* Start *

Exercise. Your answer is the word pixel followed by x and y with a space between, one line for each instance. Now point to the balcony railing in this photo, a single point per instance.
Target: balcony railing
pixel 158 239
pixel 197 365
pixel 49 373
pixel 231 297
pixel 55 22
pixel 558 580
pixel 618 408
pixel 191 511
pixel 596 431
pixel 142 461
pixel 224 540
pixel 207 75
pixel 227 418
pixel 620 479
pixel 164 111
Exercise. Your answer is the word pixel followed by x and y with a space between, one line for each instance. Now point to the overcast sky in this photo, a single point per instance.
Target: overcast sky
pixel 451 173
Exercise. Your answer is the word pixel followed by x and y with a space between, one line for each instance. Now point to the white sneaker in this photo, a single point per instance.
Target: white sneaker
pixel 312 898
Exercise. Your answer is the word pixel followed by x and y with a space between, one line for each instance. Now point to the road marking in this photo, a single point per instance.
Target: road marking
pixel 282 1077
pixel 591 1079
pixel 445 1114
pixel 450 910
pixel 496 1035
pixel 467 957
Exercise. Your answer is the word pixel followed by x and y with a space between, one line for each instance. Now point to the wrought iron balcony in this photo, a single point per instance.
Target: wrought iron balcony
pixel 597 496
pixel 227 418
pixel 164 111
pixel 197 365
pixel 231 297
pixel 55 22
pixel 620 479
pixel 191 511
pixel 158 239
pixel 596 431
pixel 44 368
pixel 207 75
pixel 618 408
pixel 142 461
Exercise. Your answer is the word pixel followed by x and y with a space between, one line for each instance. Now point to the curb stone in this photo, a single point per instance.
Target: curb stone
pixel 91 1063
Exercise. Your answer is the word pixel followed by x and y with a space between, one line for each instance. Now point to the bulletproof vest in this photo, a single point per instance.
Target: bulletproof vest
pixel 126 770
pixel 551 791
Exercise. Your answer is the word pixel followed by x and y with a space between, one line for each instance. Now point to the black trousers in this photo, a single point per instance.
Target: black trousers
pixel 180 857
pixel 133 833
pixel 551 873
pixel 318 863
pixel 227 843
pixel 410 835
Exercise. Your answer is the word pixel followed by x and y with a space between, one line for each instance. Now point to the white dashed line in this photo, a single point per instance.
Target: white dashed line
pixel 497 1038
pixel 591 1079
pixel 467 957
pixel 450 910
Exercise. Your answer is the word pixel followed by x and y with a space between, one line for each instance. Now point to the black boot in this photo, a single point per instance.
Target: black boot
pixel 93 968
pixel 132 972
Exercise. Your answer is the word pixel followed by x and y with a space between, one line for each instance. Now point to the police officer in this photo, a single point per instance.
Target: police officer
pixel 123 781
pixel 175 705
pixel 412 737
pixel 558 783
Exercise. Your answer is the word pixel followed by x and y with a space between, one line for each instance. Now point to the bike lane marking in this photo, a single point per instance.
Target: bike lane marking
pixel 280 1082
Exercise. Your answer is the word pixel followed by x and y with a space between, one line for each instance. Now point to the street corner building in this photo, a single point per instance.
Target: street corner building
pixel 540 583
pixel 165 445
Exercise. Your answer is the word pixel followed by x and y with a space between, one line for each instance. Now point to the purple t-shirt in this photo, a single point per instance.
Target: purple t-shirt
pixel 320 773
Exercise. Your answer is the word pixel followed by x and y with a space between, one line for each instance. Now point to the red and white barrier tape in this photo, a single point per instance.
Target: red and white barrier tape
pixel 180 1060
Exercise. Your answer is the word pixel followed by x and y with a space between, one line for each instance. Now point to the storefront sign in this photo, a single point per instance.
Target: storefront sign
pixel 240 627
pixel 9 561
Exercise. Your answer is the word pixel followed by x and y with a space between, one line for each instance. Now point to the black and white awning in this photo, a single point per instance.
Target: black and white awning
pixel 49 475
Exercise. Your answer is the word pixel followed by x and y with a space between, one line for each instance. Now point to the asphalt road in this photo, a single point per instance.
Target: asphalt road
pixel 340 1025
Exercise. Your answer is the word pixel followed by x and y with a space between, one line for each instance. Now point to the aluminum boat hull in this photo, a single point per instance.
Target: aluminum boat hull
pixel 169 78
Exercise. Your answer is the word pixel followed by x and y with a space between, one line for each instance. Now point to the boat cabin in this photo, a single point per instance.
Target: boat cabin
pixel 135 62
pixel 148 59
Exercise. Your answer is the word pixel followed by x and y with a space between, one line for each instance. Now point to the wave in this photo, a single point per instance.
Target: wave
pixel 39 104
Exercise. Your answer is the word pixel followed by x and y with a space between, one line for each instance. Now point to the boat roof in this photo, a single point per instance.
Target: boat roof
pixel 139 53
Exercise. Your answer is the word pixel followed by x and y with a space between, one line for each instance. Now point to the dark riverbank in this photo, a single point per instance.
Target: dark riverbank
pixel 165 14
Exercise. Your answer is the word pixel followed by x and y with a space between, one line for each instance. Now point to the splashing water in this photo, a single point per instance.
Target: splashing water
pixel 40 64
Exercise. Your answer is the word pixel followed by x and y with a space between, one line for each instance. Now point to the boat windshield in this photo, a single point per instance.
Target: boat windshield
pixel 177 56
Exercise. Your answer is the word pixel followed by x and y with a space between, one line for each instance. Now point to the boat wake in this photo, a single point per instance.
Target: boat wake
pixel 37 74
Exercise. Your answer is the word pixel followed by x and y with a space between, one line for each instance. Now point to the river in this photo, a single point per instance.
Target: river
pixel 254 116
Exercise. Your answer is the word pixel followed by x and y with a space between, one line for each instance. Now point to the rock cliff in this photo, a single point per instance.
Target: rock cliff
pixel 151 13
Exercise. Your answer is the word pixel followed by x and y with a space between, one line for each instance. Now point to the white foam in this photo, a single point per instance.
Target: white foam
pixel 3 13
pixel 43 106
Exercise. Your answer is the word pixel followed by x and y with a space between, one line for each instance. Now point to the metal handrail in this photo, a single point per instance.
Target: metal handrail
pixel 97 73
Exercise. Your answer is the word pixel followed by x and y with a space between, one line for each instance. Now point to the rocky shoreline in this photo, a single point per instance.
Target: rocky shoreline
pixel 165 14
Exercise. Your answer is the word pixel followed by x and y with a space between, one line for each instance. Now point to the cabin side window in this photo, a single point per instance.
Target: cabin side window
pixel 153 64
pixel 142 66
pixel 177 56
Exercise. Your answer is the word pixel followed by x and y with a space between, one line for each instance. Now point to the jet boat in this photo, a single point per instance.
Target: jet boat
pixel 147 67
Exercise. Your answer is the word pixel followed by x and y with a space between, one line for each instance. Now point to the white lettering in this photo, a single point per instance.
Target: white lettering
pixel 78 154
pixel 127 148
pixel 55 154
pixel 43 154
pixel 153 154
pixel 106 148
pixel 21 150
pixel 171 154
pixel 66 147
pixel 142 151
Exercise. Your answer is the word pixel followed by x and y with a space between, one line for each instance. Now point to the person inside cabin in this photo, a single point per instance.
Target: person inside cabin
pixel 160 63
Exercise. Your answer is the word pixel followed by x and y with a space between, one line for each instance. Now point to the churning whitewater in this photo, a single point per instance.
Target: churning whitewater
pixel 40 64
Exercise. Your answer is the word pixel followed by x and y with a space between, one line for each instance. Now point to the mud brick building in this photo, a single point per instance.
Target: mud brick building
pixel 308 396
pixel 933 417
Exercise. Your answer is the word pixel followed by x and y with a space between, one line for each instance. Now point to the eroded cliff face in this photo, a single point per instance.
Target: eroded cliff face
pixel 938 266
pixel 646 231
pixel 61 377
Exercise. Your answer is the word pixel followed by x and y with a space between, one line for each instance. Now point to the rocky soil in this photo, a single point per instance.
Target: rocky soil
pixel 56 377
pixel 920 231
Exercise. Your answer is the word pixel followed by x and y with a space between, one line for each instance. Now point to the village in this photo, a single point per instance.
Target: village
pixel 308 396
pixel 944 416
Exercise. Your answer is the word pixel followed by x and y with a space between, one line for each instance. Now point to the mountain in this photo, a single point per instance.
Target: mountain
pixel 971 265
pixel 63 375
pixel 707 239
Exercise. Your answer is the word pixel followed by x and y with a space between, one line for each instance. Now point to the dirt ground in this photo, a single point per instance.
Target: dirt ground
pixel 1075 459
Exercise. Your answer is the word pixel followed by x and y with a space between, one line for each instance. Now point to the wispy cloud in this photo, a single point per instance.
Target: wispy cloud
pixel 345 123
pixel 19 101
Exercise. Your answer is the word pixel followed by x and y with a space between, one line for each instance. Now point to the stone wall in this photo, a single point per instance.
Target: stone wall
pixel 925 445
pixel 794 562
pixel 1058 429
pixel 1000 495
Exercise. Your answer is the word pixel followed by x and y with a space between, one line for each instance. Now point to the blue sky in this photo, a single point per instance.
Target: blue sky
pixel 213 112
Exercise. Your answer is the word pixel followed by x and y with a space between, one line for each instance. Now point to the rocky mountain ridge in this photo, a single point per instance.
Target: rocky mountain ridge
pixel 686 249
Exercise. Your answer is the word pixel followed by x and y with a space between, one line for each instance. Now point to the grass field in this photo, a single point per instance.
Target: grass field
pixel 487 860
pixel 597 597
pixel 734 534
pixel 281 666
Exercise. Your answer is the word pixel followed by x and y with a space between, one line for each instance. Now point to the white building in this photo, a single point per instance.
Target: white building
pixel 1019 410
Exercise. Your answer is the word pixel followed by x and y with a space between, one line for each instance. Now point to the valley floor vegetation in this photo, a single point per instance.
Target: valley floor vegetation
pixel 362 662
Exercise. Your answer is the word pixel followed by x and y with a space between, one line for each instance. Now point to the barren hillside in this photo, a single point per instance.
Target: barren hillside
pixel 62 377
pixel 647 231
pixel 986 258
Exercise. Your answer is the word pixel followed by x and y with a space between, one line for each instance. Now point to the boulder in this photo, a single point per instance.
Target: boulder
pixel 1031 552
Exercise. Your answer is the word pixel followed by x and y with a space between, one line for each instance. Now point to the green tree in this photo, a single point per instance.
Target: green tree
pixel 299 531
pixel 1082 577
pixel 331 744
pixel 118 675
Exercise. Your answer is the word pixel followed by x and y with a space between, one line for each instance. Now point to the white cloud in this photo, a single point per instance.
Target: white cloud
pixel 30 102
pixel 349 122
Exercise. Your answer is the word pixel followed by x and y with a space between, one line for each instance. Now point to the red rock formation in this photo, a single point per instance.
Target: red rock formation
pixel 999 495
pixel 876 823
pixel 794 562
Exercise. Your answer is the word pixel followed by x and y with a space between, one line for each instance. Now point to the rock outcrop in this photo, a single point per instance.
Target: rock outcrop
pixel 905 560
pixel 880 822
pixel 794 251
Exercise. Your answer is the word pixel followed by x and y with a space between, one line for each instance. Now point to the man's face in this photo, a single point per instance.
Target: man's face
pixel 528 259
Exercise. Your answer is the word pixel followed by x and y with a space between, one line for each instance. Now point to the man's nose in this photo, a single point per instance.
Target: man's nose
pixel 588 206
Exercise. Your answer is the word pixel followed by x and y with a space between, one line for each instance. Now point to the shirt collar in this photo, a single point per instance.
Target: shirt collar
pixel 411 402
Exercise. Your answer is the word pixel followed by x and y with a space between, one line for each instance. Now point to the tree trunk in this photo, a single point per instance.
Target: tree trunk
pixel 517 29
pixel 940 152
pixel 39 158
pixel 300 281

* End *

## WHAT TO DO:
Copy the lines of the data above word for word, from the line with "to the police" to the line with "pixel 320 773", both included.

## RESULT OF THIS TASK:
Exercise. Your answer is the word pixel followed by x and y with a space between, one line for each instance. Now point to the police officer in this photo, a single point per instance.
Target: police officer
pixel 123 781
pixel 175 705
pixel 412 737
pixel 558 783
Exercise. Your answer is the word pixel followed by x and y with a space between, one line for each instance. Now point to the bike lane marking in this photo, a single point per instance.
Target: bike lane marking
pixel 280 1082
Exercise. Your answer is the word pixel followed by x and y with a space between, one line for each instance. Now point to the street corner building in this photo, a single point per instance.
Target: street corner building
pixel 540 583
pixel 165 445
Exercise. Your answer is the word pixel followed by x and y with a space between, one line for each instance. Now point to the purple t-shirt in this photo, a single point per instance.
Target: purple t-shirt
pixel 320 773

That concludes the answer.